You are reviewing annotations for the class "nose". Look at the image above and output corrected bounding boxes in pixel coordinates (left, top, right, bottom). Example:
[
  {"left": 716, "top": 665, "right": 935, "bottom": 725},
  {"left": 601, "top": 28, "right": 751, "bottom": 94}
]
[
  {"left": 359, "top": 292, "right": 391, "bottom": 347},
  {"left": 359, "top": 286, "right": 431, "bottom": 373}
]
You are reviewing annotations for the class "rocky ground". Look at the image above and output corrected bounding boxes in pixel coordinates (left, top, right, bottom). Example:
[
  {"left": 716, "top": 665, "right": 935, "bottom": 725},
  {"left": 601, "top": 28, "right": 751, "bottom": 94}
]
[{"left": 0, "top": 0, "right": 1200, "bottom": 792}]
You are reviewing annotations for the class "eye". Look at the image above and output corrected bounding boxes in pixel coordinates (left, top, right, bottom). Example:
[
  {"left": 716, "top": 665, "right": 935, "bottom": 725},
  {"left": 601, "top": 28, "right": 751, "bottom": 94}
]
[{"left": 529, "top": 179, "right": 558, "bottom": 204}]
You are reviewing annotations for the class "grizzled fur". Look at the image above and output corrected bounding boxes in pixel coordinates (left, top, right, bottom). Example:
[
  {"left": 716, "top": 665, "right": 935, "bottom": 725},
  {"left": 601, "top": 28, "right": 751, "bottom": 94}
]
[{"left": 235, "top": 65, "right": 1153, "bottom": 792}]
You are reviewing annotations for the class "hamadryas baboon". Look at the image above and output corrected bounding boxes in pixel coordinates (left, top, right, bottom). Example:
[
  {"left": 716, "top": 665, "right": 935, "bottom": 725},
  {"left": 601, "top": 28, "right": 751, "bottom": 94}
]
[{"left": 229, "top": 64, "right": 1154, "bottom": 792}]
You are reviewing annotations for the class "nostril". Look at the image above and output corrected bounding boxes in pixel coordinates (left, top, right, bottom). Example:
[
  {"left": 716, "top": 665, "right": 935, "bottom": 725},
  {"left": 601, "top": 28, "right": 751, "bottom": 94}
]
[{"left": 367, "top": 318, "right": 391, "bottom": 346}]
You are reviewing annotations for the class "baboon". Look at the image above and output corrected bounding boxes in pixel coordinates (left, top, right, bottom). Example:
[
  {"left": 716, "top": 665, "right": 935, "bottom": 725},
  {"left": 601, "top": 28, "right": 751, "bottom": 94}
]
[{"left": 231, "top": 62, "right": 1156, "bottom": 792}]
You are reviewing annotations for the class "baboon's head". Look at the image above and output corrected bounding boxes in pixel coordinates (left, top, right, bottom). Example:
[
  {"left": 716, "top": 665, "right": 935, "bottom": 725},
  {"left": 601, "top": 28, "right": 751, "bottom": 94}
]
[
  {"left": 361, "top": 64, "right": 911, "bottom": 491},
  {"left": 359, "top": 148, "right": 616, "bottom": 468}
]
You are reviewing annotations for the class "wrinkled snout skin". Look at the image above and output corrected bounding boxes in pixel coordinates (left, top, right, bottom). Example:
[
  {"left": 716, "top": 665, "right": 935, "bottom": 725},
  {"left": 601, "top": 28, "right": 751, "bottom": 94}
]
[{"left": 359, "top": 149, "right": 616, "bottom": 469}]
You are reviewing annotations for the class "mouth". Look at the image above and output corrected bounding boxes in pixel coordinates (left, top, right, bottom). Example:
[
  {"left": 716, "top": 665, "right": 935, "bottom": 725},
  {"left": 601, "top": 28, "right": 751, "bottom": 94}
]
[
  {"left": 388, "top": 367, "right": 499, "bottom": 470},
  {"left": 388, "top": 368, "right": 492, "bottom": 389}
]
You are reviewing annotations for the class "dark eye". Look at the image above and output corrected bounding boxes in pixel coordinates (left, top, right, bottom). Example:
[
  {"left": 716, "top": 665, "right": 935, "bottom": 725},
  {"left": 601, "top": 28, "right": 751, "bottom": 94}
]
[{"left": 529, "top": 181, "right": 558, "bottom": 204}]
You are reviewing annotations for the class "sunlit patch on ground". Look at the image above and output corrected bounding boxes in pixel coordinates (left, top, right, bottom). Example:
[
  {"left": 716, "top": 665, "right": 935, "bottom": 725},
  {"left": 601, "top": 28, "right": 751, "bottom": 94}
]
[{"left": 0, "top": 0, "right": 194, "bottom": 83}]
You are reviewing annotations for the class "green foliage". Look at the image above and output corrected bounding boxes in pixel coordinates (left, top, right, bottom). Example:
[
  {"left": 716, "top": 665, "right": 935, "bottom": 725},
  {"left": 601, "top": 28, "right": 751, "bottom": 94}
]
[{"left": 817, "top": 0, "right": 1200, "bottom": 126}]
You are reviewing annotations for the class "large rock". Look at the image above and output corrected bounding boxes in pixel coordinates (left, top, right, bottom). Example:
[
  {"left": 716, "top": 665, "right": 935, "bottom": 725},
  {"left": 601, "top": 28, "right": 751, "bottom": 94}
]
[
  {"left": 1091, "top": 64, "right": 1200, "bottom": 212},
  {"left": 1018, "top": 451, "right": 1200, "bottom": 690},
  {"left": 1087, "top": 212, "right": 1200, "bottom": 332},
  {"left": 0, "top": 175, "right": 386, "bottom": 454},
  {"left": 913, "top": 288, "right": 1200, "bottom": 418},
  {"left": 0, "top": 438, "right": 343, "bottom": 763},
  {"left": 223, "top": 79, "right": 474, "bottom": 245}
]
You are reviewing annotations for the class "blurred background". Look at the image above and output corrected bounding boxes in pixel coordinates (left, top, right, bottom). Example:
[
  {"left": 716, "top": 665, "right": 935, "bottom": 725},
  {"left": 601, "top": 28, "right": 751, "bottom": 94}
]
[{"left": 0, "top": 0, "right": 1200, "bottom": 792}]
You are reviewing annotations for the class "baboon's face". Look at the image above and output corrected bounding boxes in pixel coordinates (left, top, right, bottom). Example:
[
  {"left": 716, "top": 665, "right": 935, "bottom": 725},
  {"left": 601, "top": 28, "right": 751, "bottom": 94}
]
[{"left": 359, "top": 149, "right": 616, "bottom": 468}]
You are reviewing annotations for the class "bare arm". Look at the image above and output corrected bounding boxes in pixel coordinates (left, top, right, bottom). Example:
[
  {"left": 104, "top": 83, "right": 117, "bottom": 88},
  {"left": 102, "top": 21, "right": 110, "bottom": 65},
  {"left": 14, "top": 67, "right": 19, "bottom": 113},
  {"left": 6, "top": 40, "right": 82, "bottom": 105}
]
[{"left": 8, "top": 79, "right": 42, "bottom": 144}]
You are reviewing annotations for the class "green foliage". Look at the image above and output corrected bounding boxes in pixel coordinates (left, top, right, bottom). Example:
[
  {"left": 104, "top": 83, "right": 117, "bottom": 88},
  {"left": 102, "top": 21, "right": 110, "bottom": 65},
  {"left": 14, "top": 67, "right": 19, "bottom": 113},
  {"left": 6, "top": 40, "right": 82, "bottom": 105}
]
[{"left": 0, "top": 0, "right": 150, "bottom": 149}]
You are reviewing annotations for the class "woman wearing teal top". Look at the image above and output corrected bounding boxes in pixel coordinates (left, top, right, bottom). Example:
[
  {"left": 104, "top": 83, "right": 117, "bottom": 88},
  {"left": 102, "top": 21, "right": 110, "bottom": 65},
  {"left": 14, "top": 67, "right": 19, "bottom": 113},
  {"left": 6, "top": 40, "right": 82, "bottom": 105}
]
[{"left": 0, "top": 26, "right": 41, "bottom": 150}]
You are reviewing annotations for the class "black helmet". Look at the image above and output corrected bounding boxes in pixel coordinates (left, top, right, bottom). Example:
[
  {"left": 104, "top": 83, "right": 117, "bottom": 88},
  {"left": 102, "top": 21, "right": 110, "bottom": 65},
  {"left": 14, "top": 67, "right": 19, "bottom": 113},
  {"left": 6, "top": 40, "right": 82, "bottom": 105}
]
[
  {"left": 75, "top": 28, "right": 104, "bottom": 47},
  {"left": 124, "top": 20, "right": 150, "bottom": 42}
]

━━━━

__What the exercise asks__
Pull out every line of the rows above that contains the string "baboon", and copy each of those lines in full.

__Correct response__
You are reviewing annotations for the class "hamadryas baboon". Look at the image above and output corrected bounding boxes in pixel coordinates (left, top, right, bottom). Example:
You are reviewing annotations for the class "baboon". Look at the image above and output corrected bounding boxes in pixel coordinates (left, top, right, bottom). Example:
You are reviewing annotations for the class "baboon's head". Look at the image above and output corrected bounding boxes in pixel coordinates (left, top, right, bottom). Example:
You are reviewing annotations for the class "baboon's face". Look at the image above and output corrected bounding boxes in pixel coordinates (left, top, right, bottom). Example:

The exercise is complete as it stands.